Without including any images, please transcribe all the lines below exactly.

::::::

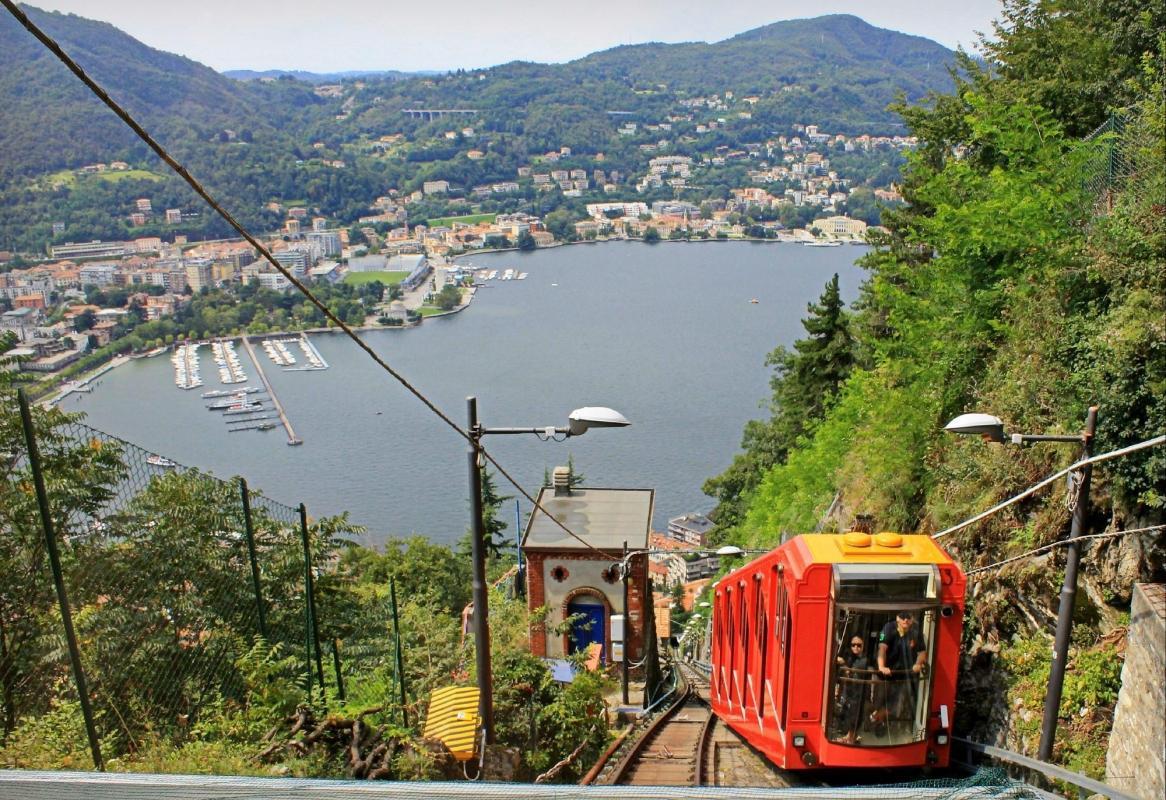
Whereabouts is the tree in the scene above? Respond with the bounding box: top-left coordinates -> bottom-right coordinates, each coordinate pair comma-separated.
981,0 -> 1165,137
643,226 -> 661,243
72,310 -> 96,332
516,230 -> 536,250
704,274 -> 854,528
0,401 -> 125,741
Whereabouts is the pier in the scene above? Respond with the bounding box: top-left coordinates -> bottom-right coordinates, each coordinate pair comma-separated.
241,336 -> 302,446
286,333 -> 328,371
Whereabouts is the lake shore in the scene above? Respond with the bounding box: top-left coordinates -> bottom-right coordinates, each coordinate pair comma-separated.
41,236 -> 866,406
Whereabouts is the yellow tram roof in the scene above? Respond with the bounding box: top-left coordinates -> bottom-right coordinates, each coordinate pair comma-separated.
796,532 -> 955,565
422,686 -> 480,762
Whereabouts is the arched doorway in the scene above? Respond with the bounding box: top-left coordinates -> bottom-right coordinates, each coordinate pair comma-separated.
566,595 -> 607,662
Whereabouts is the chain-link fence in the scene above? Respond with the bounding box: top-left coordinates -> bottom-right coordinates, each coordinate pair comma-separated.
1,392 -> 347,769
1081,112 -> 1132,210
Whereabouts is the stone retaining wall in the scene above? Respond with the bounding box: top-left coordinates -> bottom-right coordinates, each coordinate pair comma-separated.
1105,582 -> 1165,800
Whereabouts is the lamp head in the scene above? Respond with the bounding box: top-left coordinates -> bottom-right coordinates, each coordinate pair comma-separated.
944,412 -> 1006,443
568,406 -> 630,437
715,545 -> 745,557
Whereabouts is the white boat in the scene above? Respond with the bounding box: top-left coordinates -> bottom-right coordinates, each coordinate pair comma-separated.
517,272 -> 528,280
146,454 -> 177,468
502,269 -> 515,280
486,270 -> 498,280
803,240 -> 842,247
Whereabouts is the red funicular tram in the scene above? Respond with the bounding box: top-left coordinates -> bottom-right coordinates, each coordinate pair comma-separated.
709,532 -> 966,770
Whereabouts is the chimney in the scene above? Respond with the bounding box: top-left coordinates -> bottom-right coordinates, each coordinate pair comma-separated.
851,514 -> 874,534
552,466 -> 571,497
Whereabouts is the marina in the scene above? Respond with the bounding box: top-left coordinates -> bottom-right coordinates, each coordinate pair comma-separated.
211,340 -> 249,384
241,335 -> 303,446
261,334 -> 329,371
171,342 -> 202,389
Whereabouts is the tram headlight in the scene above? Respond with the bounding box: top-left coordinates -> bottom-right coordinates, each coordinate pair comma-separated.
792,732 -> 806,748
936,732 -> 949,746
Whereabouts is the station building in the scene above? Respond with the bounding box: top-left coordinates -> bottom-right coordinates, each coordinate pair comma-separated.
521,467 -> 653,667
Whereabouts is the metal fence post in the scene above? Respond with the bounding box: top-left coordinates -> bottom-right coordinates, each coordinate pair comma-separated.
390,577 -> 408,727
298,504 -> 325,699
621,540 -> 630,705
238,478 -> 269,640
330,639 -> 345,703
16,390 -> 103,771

::::::

◆ SOLUTION BELOW
Whereabouts is the tree in the scene above? Respond with the bounding box: top-left coordinates -> bottom-right coordinates, each coordinate pair comma-separated.
981,0 -> 1165,137
643,226 -> 661,243
72,310 -> 96,332
516,230 -> 536,250
704,274 -> 854,528
0,401 -> 125,741
Whereabouts is the pier in the scene above? Respond with the bounding box: top-left coordinates -> bottom-right coordinates, each coordinate pair comma-separated.
241,336 -> 302,446
286,333 -> 328,371
Whereabouts is the lake shore in the scene above? Respond with the bounding box: top-left coordinates -> bottom-right coordinates, each coordinate pair comma-separated.
41,236 -> 866,406
Whereabouts is the yellow tram roof in the scene above? Respond with the bounding box: top-left coordinates -> bottom-right coordinates, each coordinate pair comma-separated.
796,532 -> 955,565
422,686 -> 480,762
Whereabouts is the arched doorway in the scene above? Respond with the bounding box: top-left coordinates -> bottom-right coordinates, each coordinate pair comma-separated.
566,595 -> 607,662
Whereabouts is the chain-link fence in the scene above? Respond with the bounding box: top-left coordinates -> bottom-right coordinates, each coordinate pair comma-separated.
1,392 -> 347,769
1081,112 -> 1132,210
Whereabouts is the stone retaining wall in the scene above? Respond with the bounding box: top-left coordinates -> bottom-right coordinates, each coordinate pair comma-separated.
1105,582 -> 1165,800
Whereabouts is the lamp head in the scene above? Respond with the bounding box: top-left coordinates -> bottom-right coordinates, each coordinate pair comma-separated.
944,412 -> 1006,443
568,406 -> 630,437
715,545 -> 745,557
Whereabouts is the white boat in the scene above? Respond with the bounding box: top-left coordinates -> bottom-right coordinates, each coordinate pair comma-separated.
517,272 -> 528,280
146,454 -> 177,468
502,269 -> 515,280
486,270 -> 498,280
803,240 -> 842,247
Whereabouts is the red funicular tram in the scene above? Respond with the bounding box: top-left coordinates -> bottom-right coordinates, each coordinate pair comma-separated.
709,532 -> 966,770
Whereabouts is the chimney in the scene above? Respond with the bounding box: top-left coordinates -> bottom-right coordinates, each coordinate pair comma-separated.
851,514 -> 874,534
552,466 -> 571,497
Whereabouts is the marina in the scene above? Respond with the bounding box: top-left coordinates -> bottom-right coordinates, each coordinate pair comma-separated.
211,340 -> 249,384
241,335 -> 303,446
261,334 -> 329,371
171,342 -> 202,389
Whereabouts is the tram headlight in the scene above? Respond with the bounding box: top-left coordinates -> bottom-right coordinates, each coordinate pair comma-separated.
792,732 -> 806,748
936,732 -> 949,746
Whereabouts is the station building in the scene above? Respond with the bounding box: top-left coordinates -> bottom-right coordinates, each coordinate pair comma-separated.
521,467 -> 653,667
Whereabouts is the metal fence post in the scene above? Respond with the bounding box: top-left coordinates -> bottom-right coordinates, each coordinate pair comma-separated.
390,577 -> 408,727
298,504 -> 325,699
621,540 -> 630,705
238,478 -> 269,640
330,639 -> 345,703
16,390 -> 103,771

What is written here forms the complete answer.